Your answer should be the entries below, reproduced character for character.

━━━━━━━━━━━━━━━━

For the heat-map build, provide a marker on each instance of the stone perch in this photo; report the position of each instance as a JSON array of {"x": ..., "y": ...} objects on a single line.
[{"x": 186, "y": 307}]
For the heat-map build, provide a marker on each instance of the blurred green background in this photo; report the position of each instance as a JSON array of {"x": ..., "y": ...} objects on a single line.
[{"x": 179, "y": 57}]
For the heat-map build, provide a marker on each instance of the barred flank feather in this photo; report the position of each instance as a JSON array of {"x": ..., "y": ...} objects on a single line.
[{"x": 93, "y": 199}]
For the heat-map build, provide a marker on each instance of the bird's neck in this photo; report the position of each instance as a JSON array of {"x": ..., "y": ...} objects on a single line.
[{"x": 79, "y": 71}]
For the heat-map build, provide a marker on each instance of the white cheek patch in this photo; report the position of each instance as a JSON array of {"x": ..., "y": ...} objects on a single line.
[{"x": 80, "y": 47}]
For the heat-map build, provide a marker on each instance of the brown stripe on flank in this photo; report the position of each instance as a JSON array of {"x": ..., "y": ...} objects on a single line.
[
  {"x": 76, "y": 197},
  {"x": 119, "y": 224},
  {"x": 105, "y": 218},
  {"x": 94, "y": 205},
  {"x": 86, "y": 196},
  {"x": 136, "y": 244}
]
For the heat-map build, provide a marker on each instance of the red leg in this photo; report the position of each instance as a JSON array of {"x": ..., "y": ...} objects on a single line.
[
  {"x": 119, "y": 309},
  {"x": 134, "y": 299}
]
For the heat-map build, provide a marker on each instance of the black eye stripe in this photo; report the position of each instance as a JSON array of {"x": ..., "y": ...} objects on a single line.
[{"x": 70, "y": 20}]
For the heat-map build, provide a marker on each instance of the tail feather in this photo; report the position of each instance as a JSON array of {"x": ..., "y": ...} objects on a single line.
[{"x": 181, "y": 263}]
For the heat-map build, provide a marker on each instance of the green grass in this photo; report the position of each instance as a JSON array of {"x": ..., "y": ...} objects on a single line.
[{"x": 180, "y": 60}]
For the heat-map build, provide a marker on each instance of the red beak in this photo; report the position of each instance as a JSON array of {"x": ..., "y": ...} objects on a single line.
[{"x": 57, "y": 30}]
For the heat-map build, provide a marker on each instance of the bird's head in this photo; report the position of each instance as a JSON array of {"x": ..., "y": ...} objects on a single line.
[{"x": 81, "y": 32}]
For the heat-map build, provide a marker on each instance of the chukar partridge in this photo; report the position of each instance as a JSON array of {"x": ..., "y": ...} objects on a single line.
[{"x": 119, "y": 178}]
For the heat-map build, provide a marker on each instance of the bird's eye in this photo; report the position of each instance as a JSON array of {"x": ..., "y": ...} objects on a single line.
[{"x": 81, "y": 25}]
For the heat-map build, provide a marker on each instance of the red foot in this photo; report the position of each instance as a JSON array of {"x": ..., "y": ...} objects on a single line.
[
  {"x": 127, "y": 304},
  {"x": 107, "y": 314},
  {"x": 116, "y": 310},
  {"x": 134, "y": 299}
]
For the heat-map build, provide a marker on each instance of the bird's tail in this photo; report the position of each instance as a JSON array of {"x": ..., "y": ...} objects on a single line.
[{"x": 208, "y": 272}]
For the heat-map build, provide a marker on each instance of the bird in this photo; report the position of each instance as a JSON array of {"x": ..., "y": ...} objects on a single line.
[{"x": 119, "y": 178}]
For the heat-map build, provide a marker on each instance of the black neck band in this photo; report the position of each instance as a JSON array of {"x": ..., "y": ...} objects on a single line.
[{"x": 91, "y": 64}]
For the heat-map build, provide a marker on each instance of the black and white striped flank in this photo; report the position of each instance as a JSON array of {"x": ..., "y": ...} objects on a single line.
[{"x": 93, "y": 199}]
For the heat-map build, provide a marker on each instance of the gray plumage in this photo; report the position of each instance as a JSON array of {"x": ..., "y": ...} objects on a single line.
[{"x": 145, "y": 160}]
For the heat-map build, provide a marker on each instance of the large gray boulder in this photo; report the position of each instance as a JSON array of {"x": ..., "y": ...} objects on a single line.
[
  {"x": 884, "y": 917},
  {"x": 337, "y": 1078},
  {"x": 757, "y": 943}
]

━━━━━━━━━━━━━━━━

**Task response:**
For the heat-map build, provide a marker on each instance of the stone perch in this photo; report the position of each instance as a JSON array of {"x": ..., "y": ...} objects on a single line.
[{"x": 186, "y": 307}]
For the heat-map build, provide a marker on each instance of the blurred green background in this photo; report the position of each instance as a JSON array of {"x": ..., "y": ...} objects on a single line.
[{"x": 179, "y": 57}]
For the heat-map build, provide a marker on each instance of the barred flank feather in this photo; report the position of each instance as a JSON array of {"x": ..., "y": ...} objects on a single line.
[{"x": 93, "y": 199}]
For the heat-map build, provide a marker on each instance of the bird's neck in this photo; report the position of each instance as a JSON array of {"x": ..., "y": ...} objects on a single line.
[{"x": 79, "y": 71}]
For the heat-map build, provide a marker on each instance of the white cheek patch in this photo; report the position of each instance as a JSON array of {"x": ..., "y": ...} objects on a single line.
[{"x": 80, "y": 47}]
For the heat-map build, provide a marker on each instance of the brown stripe on flank in this photo; report the position of each instance as a JSON array of {"x": ..., "y": ...} objects on a single line.
[
  {"x": 76, "y": 197},
  {"x": 119, "y": 224},
  {"x": 105, "y": 218},
  {"x": 94, "y": 205},
  {"x": 86, "y": 196},
  {"x": 136, "y": 244}
]
For the heat-map build, provide a marker on each instance of the red leg in this photo; report the position of each instance as a JSON array of {"x": ..., "y": ...} objects on a single line.
[
  {"x": 119, "y": 309},
  {"x": 134, "y": 299}
]
For the heat-map build, provide a marker on each instance of the black eye stripe in this photo; report the position of each instance as a JSON array of {"x": ..., "y": ...} objects on a single line.
[{"x": 70, "y": 20}]
For the heat-map build, provide a marker on each instance of the tail feather in this photo; report the position of each instance as a JSON array of {"x": ..., "y": ...} objects on a single line.
[{"x": 181, "y": 263}]
For the heat-map build, provide a marker on each instance of the green grass in this photo; report the position of each instance as a JSON array of {"x": ..., "y": ...} objects on a single line.
[{"x": 180, "y": 60}]
For the heat-map build, provide a marker on each instance of the red beak in this photo; report the position of each instance as a JSON array of {"x": ..., "y": ...} objects on a single line.
[{"x": 57, "y": 30}]
For the heat-map build, provide a marker on each instance of the bird's head in this photo; report the position of each instance as a JSON array of {"x": ..., "y": ...} objects on a single line.
[{"x": 81, "y": 32}]
For the heat-map build, provide a marker on each instance of the chukar partridge in this photo; report the position of each instance as a JSON array of {"x": ..., "y": ...} objects on a single line.
[{"x": 119, "y": 178}]
For the heat-map build, provide a marker on each instance of the bird's eye in this photo; report the position of each instance as a JSON array of {"x": ..., "y": ...} objects on a single line.
[{"x": 81, "y": 25}]
For the heat-map build, provide a marker on each instance of the red foot in this photo; report the position of each instance as a JSON array of {"x": ..., "y": ...} objects on a single line.
[
  {"x": 127, "y": 304},
  {"x": 107, "y": 314},
  {"x": 116, "y": 310},
  {"x": 134, "y": 299}
]
For the heat-map build, provide a marker on each instance of the bird's tail in this photo; report the position of each instance as a JSON array of {"x": ..., "y": ...} objects on a single line.
[{"x": 208, "y": 272}]
For the heat-map build, provide a marker on each instance of the bird in this photo; report the position of each instance as a JSON array of {"x": ..., "y": ...} objects on a single line.
[{"x": 119, "y": 178}]
For the heat-map build, provide a marker on each instance of the black neck band in this photo; report the position of each instance as a JSON array of {"x": ..., "y": ...} objects on a single line.
[{"x": 91, "y": 64}]
For the heat-map build, provide a marker on each instance of the black and white striped flank in this photo; report the position of each instance as a JSON array of {"x": ..., "y": ...} objects on a single line.
[{"x": 93, "y": 199}]
For the heat-map build, provide a marker on each instance of the gray plumage in this photo; report the position of each instance as a JSON array of {"x": ..., "y": ...} objects on a single line.
[{"x": 145, "y": 160}]
For the heat-map build, provide a marker on each instance of the large gray boulder in this photo; report the position of each instance as a JSON array of {"x": ..., "y": ...} objects on a single line.
[
  {"x": 884, "y": 917},
  {"x": 337, "y": 1078},
  {"x": 757, "y": 943}
]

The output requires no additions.